-- begin Source records --

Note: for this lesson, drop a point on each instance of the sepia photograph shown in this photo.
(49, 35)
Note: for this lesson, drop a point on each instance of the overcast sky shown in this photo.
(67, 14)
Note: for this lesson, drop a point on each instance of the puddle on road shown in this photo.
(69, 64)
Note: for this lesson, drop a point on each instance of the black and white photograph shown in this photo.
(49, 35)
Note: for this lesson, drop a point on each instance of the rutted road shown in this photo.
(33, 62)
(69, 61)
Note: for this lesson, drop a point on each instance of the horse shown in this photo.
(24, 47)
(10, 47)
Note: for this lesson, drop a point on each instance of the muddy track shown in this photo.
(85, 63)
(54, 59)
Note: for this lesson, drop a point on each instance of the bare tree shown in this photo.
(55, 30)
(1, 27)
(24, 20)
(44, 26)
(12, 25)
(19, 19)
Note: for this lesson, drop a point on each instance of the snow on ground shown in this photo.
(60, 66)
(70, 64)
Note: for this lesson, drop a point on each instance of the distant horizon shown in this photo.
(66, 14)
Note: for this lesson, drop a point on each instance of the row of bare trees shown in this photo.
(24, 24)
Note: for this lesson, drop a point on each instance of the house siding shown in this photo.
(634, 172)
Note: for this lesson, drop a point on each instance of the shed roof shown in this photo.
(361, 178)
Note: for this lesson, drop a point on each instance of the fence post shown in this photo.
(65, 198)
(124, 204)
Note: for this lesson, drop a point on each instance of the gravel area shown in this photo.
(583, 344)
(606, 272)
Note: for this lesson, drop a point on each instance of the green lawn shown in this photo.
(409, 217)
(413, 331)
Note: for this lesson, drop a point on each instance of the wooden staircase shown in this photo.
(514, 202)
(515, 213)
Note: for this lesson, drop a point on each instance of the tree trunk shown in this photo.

-- end Source records --

> [What you will do]:
Copy out all of the material above, swapping each "lesson" for "exercise" and keeping everything else the same.

> [Output of the task]:
Note: for this exercise, drop a point on each instance of the sepia photograph shown in this photo.
(49, 35)
Note: for this exercise, drop a point on each instance of the overcast sky shown in this photo.
(67, 14)
Note: for this exercise, drop a point on each instance of the puddle on road shown in this photo.
(69, 64)
Note: for this exercise, drop a point on each instance of the black and white photograph shown in this photo.
(49, 35)
Note: for this exercise, drop a point on each instance of the rutted road shown in this photo.
(33, 62)
(69, 61)
Note: for this exercise, drop a point on each instance of the horse shown in this photo.
(24, 47)
(10, 47)
Note: for this exercise, drop a point on each instance of the muddy track shown in this photo.
(85, 63)
(54, 59)
Note: for this exercise, drop a point on each instance of the bare tree shown in this photo.
(55, 30)
(1, 27)
(24, 20)
(44, 26)
(12, 25)
(19, 19)
Note: for this exercise, drop a point on each instance of the snow on ground shown in this photo.
(60, 66)
(70, 64)
Note: for this exercise, drop a point on each instance of the distant horizon shown in this photo.
(66, 14)
Note: for this exercise, drop a point on each instance of the row of bare trees shown in this photo.
(24, 24)
Note: for this exercise, drop a point on each instance of the house siding shown in this photo.
(634, 172)
Note: for this exercise, drop a point on each instance of the shed roof shown in this photo.
(361, 178)
Note: for this exercise, drop a point on each instance of the fence post shown in this photo.
(65, 198)
(124, 204)
Note: for this exercise, drop a point on each instance of the gravel area shown in this photo.
(583, 344)
(606, 272)
Note: for this exercise, drop a point on each instance of the green lawn shown in this photo.
(409, 217)
(413, 331)
Note: for this exercise, drop a point on each instance of the wooden staircase shown in this photo.
(514, 202)
(515, 213)
Note: for this exercise, drop a point on each instance of the tree trunk shown in this photo.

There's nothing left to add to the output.